**WHAT YOU NEED TO DO**.
Only the lines of the data holding the string "lipstick" need to be returned.

**MATERIAL TO PROCESS**.
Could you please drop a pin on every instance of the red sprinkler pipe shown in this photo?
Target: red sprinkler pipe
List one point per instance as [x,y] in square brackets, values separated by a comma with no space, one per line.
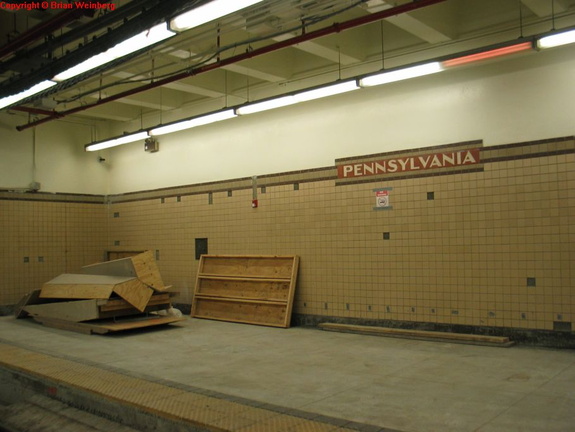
[334,28]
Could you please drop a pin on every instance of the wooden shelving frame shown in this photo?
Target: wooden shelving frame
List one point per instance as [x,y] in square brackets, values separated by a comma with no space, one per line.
[252,289]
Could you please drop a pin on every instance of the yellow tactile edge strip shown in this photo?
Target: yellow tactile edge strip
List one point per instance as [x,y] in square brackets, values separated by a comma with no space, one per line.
[197,410]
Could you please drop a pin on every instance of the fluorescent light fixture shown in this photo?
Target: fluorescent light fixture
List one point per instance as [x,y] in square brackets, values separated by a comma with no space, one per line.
[37,88]
[498,52]
[208,12]
[116,141]
[326,91]
[142,40]
[198,121]
[557,39]
[299,97]
[266,105]
[401,74]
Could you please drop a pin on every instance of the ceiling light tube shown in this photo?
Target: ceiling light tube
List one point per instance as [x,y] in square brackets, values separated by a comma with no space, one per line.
[116,141]
[326,91]
[209,12]
[142,40]
[198,121]
[401,74]
[266,105]
[498,52]
[555,40]
[37,88]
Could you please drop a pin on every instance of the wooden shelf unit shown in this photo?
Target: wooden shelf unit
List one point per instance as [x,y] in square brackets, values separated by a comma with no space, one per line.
[252,289]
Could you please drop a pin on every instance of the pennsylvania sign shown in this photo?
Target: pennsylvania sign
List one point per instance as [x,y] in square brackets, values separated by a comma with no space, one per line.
[409,163]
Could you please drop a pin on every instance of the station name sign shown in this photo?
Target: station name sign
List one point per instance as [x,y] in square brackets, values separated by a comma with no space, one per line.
[409,163]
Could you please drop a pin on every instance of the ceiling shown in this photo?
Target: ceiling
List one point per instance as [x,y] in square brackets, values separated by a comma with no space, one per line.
[274,47]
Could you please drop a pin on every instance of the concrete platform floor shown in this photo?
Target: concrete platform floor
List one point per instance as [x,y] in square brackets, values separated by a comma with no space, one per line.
[351,382]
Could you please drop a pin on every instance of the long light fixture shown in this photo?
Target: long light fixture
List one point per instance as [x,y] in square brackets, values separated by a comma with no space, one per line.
[555,40]
[142,40]
[298,97]
[331,90]
[37,88]
[490,54]
[401,74]
[116,141]
[208,12]
[198,121]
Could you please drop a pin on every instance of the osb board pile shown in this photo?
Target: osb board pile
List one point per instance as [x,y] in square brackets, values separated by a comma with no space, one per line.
[106,297]
[253,289]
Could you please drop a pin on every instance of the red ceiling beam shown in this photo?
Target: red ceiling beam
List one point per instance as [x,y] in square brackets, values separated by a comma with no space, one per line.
[334,28]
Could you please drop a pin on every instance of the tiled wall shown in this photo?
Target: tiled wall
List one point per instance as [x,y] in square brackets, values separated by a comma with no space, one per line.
[44,236]
[492,247]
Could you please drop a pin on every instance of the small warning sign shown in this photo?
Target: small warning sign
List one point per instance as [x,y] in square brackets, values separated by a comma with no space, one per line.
[382,199]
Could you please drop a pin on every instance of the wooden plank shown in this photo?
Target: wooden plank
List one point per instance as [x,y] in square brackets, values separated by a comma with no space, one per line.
[251,266]
[143,266]
[418,334]
[103,327]
[86,279]
[135,292]
[244,312]
[63,325]
[147,270]
[31,298]
[291,292]
[266,289]
[75,311]
[120,267]
[255,289]
[77,291]
[114,255]
[119,304]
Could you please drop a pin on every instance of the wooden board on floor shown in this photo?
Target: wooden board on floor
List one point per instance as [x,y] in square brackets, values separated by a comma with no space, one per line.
[419,334]
[254,289]
[75,311]
[103,327]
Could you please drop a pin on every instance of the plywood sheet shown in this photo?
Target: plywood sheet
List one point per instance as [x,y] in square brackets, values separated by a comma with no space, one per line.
[75,311]
[80,286]
[147,270]
[103,327]
[120,267]
[143,266]
[134,292]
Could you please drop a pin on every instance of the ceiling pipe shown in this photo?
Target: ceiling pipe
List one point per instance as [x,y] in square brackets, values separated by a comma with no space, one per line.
[334,28]
[41,30]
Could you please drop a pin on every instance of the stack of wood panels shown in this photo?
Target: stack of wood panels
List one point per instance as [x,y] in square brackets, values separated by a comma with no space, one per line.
[92,302]
[253,289]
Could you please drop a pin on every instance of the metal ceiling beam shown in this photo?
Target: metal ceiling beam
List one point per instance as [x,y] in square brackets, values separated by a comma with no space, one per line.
[334,28]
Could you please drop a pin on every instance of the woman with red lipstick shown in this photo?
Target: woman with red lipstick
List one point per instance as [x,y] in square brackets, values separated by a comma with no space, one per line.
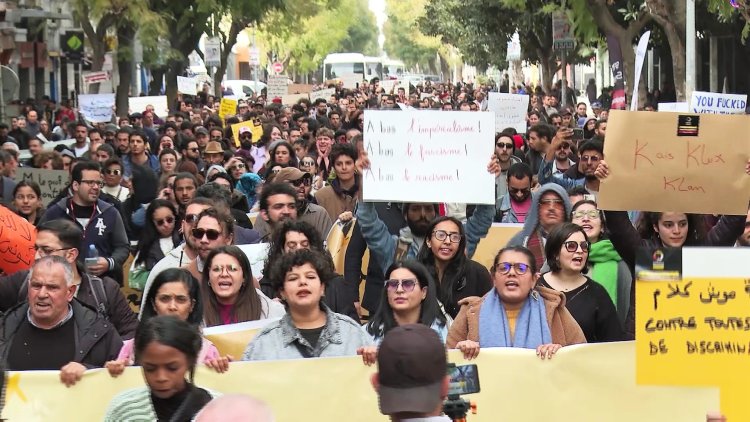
[167,348]
[567,252]
[444,255]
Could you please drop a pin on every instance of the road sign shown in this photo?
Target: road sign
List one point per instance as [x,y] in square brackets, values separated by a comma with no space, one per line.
[212,51]
[254,56]
[71,43]
[562,32]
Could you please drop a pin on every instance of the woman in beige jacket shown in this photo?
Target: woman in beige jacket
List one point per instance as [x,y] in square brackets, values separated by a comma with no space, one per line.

**RESULT**.
Could you please drop a pin on every instance of the woman with red lipstick shown in this photo?
Target: woman with red lipstick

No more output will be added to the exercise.